→ **Written task A**
Reproduce the rows below verbatim, everything from their first line down through the line containing "200 88 L 201".

→ **Document section**
Start

Digiday Sunday
Digiday: A busy short week. Our coverage of advertising tech and publishers performed very well, especially a piece looking at how The Trade Desk is trying to calm down publishers who flipped out after the ad tech vendor’s CEO Jeff Green recently discussed “the premium internet’ of the future. Other well-read publisher-focused stories included a look at how some are moving to federate their sites and a piece on the implications of The New York Times linking its proprietary attention metric to a recent pact with measurement firm Adelaide. A WTF explainer piece on ‘principal media’ picked up some solid readership as did stories looking at the sharply rising concern among marketers over the conga line of serious snafus by their ad tech partners and that gaming platform Fortnite is having a YouTube moment. – James Cooper
Story highlights
?Seb Joseph , Kayleigh Barber and Ronan Shields teamed up on the week’s most-read piece that looked how The Trade Desk’s recently declared focus on the ‘premium internet’ has publishers on edge about what that shift means for the allocation of advertising dollars and data control. As they reported, ‘The panic started earlier this month when the ad tech vendor’s CEO Jeff Green drew a figurative line down the open web — a realm plagued by poorly targeted ads, fraud and “malvertising” on one side — and what he calls the “premium internet,'' characterized by high-quality ad inventory bolstered by first-party data and user consent on the other. It wasn’t a new claim from Green, but it had definitely been spiced up with a fresh twist — replacing “open internet,” which he’s backed for years, with “premium internet.”

End

→ **Written task B**
According to the Digiday Sunday recap, which measurement firm did The New York Times recently make a pact with?

→ **Given information**
Start

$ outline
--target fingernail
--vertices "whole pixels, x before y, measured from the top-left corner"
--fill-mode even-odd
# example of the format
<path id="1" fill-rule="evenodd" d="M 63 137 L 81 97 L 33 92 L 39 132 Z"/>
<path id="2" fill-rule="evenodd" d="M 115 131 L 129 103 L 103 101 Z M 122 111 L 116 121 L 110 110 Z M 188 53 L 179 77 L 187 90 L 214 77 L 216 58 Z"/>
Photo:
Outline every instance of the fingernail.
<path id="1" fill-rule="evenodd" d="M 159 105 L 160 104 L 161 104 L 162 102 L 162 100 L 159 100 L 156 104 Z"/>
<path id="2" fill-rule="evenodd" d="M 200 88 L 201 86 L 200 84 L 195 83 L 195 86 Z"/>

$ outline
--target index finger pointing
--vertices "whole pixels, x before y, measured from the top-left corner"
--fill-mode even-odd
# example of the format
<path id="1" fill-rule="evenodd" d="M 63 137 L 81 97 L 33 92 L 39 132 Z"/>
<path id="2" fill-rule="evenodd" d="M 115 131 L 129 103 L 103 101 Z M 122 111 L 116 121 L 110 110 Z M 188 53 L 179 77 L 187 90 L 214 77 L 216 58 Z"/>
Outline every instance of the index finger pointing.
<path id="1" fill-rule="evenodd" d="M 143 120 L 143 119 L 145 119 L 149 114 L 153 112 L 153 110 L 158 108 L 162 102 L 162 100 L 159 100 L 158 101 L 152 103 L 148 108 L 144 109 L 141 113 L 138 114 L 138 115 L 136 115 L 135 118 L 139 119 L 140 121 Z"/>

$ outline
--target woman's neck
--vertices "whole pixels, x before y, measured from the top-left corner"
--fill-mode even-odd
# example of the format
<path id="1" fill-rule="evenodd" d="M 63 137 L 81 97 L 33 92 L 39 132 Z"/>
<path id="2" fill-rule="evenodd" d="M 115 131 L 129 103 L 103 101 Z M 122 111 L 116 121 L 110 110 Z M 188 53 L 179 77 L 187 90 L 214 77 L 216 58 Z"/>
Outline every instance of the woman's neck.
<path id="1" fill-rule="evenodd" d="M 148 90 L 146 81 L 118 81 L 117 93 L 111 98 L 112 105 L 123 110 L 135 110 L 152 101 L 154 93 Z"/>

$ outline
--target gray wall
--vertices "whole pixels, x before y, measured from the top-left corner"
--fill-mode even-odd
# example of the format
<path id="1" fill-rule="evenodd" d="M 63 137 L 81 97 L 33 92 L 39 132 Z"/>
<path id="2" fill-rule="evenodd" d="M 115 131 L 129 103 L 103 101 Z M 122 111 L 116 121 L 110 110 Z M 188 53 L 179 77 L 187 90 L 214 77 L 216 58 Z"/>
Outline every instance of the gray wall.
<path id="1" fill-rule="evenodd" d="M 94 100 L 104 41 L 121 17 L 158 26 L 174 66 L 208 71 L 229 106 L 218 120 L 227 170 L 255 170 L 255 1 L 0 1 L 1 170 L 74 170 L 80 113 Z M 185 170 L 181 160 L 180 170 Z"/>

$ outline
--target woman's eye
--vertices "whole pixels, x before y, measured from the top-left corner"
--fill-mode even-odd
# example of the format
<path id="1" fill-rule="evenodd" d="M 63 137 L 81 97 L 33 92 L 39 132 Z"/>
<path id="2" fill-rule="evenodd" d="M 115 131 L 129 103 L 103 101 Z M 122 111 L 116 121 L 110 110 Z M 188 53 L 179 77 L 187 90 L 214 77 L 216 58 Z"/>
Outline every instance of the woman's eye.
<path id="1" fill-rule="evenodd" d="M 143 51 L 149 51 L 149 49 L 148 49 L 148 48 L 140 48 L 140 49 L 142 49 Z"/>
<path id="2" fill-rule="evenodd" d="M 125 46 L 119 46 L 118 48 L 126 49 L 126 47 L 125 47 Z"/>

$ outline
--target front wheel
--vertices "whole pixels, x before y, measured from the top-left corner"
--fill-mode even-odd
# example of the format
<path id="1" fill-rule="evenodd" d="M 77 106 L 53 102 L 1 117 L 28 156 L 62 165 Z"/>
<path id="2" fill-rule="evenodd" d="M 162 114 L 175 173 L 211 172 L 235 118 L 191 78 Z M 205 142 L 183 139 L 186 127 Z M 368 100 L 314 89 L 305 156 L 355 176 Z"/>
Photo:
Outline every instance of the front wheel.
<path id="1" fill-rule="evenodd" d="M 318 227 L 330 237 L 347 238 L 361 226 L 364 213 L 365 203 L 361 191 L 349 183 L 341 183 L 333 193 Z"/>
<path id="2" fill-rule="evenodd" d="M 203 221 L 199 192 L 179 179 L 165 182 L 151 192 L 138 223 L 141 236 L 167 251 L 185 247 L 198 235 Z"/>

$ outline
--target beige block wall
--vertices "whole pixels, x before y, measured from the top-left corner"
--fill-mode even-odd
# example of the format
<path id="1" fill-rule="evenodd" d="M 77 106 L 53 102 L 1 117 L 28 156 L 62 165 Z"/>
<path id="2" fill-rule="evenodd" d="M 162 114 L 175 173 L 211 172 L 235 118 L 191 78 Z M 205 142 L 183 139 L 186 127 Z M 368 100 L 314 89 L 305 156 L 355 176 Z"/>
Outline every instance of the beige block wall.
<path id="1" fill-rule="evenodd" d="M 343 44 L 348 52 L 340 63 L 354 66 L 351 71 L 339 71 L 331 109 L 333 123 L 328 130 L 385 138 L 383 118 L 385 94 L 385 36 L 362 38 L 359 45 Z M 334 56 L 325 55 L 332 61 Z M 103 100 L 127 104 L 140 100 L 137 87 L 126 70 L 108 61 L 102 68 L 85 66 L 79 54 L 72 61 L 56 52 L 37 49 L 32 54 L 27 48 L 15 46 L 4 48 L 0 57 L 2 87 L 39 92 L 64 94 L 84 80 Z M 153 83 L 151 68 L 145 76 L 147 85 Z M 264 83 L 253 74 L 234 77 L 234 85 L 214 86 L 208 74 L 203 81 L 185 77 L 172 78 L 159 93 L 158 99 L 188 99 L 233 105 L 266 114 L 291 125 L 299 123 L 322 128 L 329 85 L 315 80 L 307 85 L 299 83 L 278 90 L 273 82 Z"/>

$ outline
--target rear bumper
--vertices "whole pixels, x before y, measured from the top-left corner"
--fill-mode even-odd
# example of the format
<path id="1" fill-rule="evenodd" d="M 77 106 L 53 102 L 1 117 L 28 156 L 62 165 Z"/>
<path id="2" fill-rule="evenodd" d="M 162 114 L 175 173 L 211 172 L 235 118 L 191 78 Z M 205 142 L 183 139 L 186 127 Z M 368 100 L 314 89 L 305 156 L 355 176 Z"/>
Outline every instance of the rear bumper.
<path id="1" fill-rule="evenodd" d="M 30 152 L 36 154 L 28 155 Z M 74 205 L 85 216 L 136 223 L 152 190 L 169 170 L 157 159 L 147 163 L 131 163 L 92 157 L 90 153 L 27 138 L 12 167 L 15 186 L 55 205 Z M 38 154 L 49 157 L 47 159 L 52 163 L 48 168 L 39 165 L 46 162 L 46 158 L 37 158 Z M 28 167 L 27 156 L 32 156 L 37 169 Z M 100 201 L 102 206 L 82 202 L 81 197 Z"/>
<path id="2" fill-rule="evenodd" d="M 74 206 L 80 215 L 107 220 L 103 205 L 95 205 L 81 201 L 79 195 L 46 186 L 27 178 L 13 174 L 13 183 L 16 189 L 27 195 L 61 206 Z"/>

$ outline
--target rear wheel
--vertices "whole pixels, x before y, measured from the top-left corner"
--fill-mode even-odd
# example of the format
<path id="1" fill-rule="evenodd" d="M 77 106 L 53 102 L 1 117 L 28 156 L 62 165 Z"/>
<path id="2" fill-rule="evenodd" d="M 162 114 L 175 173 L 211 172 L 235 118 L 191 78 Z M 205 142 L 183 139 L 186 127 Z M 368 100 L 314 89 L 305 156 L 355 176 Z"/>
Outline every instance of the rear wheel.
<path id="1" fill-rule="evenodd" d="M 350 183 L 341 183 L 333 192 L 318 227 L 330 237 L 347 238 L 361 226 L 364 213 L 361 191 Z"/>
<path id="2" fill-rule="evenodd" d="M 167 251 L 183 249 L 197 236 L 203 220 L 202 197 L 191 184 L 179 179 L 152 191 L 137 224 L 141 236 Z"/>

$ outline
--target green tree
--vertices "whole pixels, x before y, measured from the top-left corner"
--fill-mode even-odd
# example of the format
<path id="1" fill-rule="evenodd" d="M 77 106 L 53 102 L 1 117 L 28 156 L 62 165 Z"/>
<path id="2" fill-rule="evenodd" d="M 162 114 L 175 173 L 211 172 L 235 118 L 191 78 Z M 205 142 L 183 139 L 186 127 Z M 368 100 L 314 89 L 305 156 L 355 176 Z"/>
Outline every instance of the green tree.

End

→ **Problem solution A**
$ outline
--target fingernail
--vertices "whole pixels, x before y, measured from the top-left corner"
--fill-mode even-odd
# example of the format
<path id="1" fill-rule="evenodd" d="M 63 137 L 81 97 L 33 92 L 39 132 Z"/>
<path id="2" fill-rule="evenodd" d="M 115 131 L 129 103 L 103 101 Z M 122 111 L 116 121 L 110 110 Z M 188 53 L 179 77 L 187 90 L 214 77 L 216 58 Z"/>
Photo:
Outline every instance of the fingernail.
<path id="1" fill-rule="evenodd" d="M 159 105 L 160 104 L 161 104 L 162 102 L 162 100 L 159 100 L 156 104 Z"/>
<path id="2" fill-rule="evenodd" d="M 200 88 L 201 86 L 200 84 L 195 83 L 195 86 Z"/>

→ **Problem solution B**
Adelaide